Start of Extract to read

Mystics say the Native American practice of smudging or purifying a room with the smoke of sacred herbs, can help clear negative energy from a space. Now, modern scientific research reveals that the practice may actually have health-benefiting implications by purifying the air of harmful bacteria.
The burning of herbs and plant resins for medicinal and spiritual purposes, aka ‘smudging’, is an ancient practice among indigenous people around the world; recently adopted by Westerners at an astonishing rate. Smudging is believed to unlock the ‘spirits’ of various plant allies to restore balance and ease to an individual or group.
Many views smudging as “taking a spiritual shower” — ridding those that have adopted the practice of the negative energy that follows them. On the contrary, skeptics believe attributing health benefits to the burning of sage and incense reflects ‘magical thinking.’ The practice has even been accused of being a New Age form of cultural imperialism where ‘plastic’ or ‘white’ shamans mimic and co-opt the traditions of indigenous people their predecessors essentially conquered.
In a 2006 article titled “Medicinal Smoke” published in the Journal of Ethnopharmacology, reviewers assessed multi-ingredient herbal and non-herbal remedies administered as smoke from 50 countries across 5 continents. The researchers found that medicinal smoke is largely utilized for the same reason worldwide — to address issues with specific organ systems: “pulmonary (23.5%), neurological (21.8%) and dermatological (8.1%).” They also found that “ambient smoke” (passively inhaled smoke generated by smudging/incense), is traditionally believed to be an effective “air purifier.” Given the findings, researchers argued that modern medicine should investigate medicinal smoke as a drug delivery system stating that, “the advantages of smoke-based remedies are rapid delivery to the brain, more efficient absorption by the body and lower costs of production.”

End of Extract to read
Start of Source data

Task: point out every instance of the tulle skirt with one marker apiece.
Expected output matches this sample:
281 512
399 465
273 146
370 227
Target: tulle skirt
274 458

End of Source data

**The problem**. Continue the article on smudging and medicinal smoke from the end of its last paragraph. The listing has nothing to do with the smudging article.

**Answer section**.
Smudging, in its traditional sense, is not aimed at ‘killing germs,’ or becoming a ‘new drug delivery system’ as the Journal of Ethnopharmacology article implies, but because modern biomedicine only acknowledges what is empirically verifiable – which does not include ‘the soul’ or ‘negative vibes’ – the practice will only attain a modicum of credibility from the perspective of the dominant, scientism-contaminated worldview, if it can be demonstrated that it actually performs a useful function, such as destroying disease-causing germs.
Thanks to a groundbreaking 2007 study published in the Journal of Ethnopharmacology titled, “Medicinal smoke reduces airborne bacteria,” we now know that medicinal smoke has the potential to disinfect air by eliminating 94% of airborne bacteria in just 60 minutes. This bacteria includes staphylococcus lentus, Corynebacterium urealyticum, Curtobacterium flaccumfaciens, Enterobacter aerogenes (Klebsiella mobilis), Kocuria rosea, and more.
We have observed that treatment with medicinal smoke originated by a combination of burning wood, odoriferous, and medicinal herbs (havan sámagri=material used in oblation to fire all over India) for 60 minutes reduced 94% of airborne bacterial counts, and the air purifying abilities were retained for up to 24 hours in a closed room environment.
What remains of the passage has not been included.